** PROBLEM DESCRIPTION **
Find every line below where the word "task" occurs, then give how many you found and nothing else.
>>>
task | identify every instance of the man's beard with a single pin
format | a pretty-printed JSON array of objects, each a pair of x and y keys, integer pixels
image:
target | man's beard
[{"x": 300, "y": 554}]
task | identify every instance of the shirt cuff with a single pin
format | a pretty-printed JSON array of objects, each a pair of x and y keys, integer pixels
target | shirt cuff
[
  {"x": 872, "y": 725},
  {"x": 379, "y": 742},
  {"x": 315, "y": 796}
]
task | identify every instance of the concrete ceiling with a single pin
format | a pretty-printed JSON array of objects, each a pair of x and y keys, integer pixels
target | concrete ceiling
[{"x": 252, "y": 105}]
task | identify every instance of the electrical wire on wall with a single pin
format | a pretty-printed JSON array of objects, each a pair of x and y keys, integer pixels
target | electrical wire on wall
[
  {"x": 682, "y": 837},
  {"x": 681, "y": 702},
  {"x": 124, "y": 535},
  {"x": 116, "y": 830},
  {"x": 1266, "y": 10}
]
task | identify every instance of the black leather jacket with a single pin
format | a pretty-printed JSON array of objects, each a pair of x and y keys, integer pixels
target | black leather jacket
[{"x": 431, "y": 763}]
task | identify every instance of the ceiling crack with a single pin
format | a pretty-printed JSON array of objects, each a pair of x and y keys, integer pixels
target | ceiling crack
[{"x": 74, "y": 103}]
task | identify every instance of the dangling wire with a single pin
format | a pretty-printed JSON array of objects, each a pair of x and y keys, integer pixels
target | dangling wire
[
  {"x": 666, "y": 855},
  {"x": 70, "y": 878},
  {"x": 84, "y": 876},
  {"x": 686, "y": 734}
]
<<<
** ANSWER BOX **
7